▶ [Text provided]:

The expression of PLD1 and lysophosphatidic acid acyltransferase-ß, which are known to be involved in the production of phosphatidic acid, was uninfluenced by hypoxia ( Table ). However, when we investigated the effects of hypoxia on incorporation of [ 3 H]-palmitic acid into phosphatidic acid, we observed a nearly 4-fold increase in the level of phosphatidic acid in cells exposed to hypoxia compared with control cells ( P =0.010; Figure 4 B).
The array analyses also showed that 2 key enzymes involved in ß-oxidation (acyl-coenzyme A synthetase and acyl-CoA dehydrogenase) were downregulated in response to hypoxia ( Table ). The results were confirmed by RT-PCR (0.75-fold and 0.69-fold, respectively; both P <0.05; n=5; Table ). In agreement with this, we observed a significant reduction in the rate of ß-oxidation (measured as the conversion of [ 3 H]-palmitic acid to water-soluble substances) in cells exposed to hypoxia for 24 hours (28% after 30 minutes incubation with [ 3 H]-palmitic acid [ P =0.042] and 40% after 105 minutes incubation with [ 3 H]-palmitic acid [ P =0.009; n=3; Figure 5 A]). Furthermore, the expression of stearoyl-CoA desaturase, an important enzyme in the biosynthesis of fatty acids, was upregulated in cells exposed to hypoxia, as shown by the array analysis and confirmed by RT-PCR (1.65-fold; n=5; P <0.05; Table ).

▶ [Listed entries]:
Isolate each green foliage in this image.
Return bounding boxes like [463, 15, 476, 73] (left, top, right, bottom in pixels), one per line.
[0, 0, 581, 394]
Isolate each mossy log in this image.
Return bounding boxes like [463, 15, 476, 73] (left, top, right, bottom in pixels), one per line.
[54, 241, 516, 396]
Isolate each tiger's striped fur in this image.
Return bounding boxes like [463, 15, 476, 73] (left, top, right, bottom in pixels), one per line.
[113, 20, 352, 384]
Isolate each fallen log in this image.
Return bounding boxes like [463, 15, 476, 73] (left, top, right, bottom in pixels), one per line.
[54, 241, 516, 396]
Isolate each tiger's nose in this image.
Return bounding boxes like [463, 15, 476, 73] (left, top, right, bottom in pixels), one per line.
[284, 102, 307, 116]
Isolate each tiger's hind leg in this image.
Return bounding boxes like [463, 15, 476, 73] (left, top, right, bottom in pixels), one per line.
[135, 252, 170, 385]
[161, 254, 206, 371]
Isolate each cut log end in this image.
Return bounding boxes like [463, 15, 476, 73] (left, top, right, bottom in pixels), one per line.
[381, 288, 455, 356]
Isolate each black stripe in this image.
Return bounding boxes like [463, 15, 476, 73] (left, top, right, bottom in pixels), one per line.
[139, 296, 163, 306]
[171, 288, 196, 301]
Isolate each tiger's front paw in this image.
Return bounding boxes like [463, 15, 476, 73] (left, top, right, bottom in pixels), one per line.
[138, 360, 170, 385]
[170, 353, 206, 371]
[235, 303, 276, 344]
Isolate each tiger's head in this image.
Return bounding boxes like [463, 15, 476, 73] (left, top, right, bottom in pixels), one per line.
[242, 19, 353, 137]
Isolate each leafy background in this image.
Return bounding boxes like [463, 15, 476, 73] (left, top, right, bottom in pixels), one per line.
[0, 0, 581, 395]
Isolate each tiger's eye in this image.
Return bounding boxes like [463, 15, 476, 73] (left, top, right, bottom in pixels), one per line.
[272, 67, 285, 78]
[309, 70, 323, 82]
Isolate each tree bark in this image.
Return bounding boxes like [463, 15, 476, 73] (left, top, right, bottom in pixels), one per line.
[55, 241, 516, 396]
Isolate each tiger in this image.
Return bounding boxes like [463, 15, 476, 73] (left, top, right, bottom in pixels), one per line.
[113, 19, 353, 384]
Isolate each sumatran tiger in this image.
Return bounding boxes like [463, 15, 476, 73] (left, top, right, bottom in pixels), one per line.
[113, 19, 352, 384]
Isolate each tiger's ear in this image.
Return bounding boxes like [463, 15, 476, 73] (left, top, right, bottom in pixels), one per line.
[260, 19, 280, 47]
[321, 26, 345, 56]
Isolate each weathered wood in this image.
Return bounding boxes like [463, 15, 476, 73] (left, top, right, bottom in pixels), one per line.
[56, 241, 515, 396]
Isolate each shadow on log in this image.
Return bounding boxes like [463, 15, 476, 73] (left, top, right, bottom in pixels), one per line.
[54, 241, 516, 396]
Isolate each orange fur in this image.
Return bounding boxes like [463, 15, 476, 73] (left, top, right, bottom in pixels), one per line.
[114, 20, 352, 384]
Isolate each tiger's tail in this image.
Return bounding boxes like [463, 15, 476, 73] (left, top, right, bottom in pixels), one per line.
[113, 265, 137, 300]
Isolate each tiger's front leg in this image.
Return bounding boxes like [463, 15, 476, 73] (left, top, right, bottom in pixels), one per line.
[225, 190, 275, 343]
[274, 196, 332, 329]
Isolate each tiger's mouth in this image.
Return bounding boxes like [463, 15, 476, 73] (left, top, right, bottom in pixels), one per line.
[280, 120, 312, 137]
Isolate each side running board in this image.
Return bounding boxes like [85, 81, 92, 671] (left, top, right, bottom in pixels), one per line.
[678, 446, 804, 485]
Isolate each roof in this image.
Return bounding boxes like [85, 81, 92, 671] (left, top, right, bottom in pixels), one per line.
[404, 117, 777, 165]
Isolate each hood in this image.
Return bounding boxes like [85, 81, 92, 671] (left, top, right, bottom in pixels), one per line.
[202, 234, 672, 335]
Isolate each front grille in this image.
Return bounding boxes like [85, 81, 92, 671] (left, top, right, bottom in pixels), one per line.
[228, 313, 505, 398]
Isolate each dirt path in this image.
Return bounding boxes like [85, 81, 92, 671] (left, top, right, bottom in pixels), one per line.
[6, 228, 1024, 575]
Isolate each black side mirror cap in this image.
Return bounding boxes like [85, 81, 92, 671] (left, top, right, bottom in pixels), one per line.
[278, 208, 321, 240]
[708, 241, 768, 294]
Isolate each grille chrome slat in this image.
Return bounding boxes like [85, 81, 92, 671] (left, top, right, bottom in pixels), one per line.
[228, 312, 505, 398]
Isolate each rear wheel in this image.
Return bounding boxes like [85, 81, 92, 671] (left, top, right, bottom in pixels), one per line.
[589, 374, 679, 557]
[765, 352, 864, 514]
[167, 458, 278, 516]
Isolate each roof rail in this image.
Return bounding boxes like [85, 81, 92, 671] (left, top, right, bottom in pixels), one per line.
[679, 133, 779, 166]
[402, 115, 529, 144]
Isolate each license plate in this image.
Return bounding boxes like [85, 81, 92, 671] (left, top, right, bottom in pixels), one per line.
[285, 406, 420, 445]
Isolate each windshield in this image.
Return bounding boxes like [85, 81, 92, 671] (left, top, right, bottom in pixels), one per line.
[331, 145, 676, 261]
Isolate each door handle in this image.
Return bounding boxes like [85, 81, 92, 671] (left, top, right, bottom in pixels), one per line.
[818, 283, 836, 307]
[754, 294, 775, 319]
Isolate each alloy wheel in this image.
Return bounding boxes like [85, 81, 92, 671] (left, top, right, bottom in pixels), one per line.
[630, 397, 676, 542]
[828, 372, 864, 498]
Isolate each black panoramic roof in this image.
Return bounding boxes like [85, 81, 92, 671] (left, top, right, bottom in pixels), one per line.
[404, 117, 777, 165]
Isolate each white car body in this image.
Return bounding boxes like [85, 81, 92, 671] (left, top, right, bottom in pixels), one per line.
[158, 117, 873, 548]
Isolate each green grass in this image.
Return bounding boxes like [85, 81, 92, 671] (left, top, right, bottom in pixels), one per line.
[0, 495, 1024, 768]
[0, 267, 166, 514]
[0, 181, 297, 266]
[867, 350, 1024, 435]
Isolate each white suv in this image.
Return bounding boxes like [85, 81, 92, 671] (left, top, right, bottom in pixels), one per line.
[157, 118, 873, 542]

▶ [Action item]:
Quote the passage above on hypoxia and fatty acid metabolism in full, word for word.

▶ [Output of the task]:
The expression of PLD1 and lysophosphatidic acid acyltransferase-ß, which are known to be involved in the production of phosphatidic acid, was uninfluenced by hypoxia ( Table ). However, when we investigated the effects of hypoxia on incorporation of [ 3 H]-palmitic acid into phosphatidic acid, we observed a nearly 4-fold increase in the level of phosphatidic acid in cells exposed to hypoxia compared with control cells ( P =0.010; Figure 4 B).
The array analyses also showed that 2 key enzymes involved in ß-oxidation (acyl-coenzyme A synthetase and acyl-CoA dehydrogenase) were downregulated in response to hypoxia ( Table ). The results were confirmed by RT-PCR (0.75-fold and 0.69-fold, respectively; both P <0.05; n=5; Table ). In agreement with this, we observed a significant reduction in the rate of ß-oxidation (measured as the conversion of [ 3 H]-palmitic acid to water-soluble substances) in cells exposed to hypoxia for 24 hours (28% after 30 minutes incubation with [ 3 H]-palmitic acid [ P =0.042] and 40% after 105 minutes incubation with [ 3 H]-palmitic acid [ P =0.009; n=3; Figure 5 A]). Furthermore, the expression of stearoyl-CoA desaturase, an important enzyme in the biosynthesis of fatty acids, was upregulated in cells exposed to hypoxia, as shown by the array analysis and confirmed by RT-PCR (1.65-fold; n=5; P <0.05; Table ).